## Work item
Please filter the entries for the word "white" and copy every line that has it.
┌─ The data
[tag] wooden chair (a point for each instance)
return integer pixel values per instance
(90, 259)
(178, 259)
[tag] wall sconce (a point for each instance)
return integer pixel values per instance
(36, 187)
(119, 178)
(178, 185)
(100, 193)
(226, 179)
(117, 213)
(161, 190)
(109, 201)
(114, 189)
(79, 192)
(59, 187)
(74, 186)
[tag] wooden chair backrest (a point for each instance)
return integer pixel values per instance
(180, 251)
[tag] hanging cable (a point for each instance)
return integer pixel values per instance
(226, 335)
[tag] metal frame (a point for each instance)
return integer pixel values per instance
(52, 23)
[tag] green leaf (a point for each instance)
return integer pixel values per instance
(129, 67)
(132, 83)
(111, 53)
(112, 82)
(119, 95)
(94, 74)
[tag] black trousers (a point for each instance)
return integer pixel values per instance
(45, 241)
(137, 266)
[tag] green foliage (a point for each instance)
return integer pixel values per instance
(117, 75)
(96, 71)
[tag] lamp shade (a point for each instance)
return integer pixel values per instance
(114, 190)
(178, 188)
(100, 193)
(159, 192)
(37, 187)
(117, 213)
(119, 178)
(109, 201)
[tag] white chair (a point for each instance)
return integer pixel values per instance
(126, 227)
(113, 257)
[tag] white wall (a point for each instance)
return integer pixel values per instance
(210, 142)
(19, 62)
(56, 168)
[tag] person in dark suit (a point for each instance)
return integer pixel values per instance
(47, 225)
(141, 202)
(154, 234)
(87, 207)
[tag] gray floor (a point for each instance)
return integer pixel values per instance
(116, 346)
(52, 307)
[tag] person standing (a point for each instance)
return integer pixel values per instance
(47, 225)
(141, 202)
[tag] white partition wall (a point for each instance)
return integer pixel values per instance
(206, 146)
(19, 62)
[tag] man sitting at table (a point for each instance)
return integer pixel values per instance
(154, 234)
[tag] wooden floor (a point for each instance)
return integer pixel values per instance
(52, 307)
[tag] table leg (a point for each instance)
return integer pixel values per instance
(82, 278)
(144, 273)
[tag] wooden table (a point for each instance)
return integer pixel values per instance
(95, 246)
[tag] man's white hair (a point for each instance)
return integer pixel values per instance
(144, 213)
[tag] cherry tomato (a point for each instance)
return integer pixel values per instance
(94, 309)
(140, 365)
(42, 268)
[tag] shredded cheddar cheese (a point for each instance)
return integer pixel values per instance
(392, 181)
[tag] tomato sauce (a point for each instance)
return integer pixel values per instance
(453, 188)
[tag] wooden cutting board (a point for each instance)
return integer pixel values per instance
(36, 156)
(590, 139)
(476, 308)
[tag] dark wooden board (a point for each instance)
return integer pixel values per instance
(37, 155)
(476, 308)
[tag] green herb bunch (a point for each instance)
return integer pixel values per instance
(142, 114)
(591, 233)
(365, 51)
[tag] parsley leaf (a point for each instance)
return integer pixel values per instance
└─
## Reply
[tag] white chair (a point for each instance)
[tag] white wall (a point for each instance)
[tag] white partition wall (a point for each instance)
[tag] man's white hair (a point for each instance)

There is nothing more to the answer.